# AIM OF THE EXERCISE:
The entries below hold a line with "Target: ceramic bowl" and a line with "[point] sliced green". Return those lines and all that lie between them, exactly and only.

Point-per-instance localization data:
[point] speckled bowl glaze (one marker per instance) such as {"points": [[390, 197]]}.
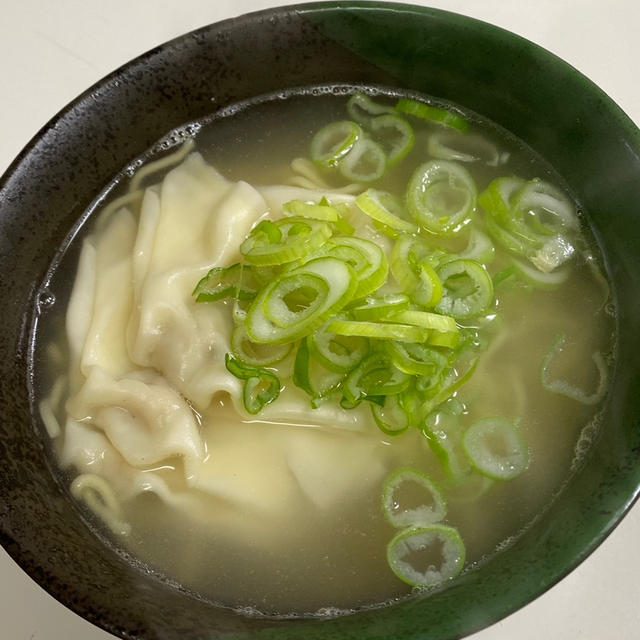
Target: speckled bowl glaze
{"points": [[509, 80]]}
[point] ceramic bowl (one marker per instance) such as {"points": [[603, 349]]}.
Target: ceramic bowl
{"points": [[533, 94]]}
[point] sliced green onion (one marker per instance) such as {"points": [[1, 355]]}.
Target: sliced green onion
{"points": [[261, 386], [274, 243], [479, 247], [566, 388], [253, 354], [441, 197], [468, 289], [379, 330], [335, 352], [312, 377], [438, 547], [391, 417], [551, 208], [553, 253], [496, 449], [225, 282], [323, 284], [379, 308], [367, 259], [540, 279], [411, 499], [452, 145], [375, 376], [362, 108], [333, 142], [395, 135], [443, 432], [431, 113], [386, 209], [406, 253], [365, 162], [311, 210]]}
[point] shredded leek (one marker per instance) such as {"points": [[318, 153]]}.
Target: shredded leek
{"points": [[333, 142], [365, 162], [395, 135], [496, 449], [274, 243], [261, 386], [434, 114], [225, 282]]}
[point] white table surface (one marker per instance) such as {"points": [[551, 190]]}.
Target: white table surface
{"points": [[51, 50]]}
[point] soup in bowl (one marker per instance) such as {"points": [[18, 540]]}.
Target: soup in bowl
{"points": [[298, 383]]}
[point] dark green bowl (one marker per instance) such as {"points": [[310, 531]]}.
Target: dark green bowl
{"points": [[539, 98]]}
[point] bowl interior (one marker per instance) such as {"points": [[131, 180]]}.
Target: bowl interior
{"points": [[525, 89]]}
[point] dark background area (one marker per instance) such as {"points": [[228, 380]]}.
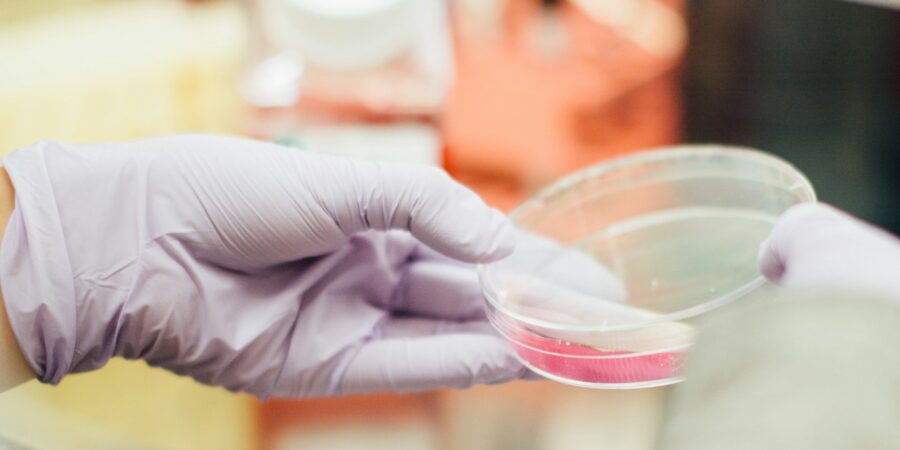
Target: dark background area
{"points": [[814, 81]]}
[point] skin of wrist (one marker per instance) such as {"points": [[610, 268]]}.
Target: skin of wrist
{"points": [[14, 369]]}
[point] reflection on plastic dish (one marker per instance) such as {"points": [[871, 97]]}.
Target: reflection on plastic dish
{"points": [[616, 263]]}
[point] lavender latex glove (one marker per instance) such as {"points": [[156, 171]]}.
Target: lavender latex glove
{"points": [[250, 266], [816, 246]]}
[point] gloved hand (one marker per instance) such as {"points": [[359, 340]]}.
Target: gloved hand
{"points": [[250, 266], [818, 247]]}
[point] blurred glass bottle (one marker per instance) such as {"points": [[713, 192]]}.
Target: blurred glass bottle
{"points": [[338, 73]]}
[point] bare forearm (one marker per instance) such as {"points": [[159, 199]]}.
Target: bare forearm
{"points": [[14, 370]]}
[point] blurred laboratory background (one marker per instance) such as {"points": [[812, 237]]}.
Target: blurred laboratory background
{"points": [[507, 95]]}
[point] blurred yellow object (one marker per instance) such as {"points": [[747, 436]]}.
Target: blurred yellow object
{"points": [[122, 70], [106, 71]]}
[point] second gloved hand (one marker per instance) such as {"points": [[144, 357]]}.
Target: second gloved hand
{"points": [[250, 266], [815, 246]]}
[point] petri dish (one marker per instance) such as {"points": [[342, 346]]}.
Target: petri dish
--
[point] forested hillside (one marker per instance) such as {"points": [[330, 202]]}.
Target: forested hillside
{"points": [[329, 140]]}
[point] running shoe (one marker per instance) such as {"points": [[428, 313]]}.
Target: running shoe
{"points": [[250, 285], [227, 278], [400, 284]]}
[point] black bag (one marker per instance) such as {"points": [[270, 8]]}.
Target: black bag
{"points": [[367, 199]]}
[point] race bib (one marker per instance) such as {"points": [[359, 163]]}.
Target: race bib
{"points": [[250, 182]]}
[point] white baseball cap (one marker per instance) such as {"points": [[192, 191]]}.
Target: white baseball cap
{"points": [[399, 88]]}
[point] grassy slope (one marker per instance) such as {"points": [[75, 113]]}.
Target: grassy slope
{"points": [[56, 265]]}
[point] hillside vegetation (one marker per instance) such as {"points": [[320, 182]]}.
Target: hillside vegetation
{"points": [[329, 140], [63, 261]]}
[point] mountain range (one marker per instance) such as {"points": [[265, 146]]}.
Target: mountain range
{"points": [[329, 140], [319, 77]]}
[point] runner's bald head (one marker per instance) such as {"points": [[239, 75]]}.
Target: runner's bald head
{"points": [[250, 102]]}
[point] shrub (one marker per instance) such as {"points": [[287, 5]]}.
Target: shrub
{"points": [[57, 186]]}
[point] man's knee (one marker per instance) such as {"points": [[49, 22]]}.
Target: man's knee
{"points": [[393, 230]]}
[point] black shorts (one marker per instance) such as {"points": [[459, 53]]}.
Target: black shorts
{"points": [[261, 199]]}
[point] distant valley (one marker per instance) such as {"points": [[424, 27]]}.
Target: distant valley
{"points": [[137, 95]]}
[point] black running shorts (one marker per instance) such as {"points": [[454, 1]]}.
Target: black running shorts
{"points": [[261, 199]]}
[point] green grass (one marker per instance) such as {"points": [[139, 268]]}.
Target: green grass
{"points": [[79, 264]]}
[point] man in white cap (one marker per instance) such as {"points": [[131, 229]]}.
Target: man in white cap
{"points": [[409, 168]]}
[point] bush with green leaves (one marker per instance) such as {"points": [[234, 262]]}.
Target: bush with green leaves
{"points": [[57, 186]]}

# ANSWER FOR THE TASK:
Target: ceramic bowl
{"points": [[533, 94]]}
[point] sliced green onion (one marker per instance) such as {"points": [[1, 355]]}.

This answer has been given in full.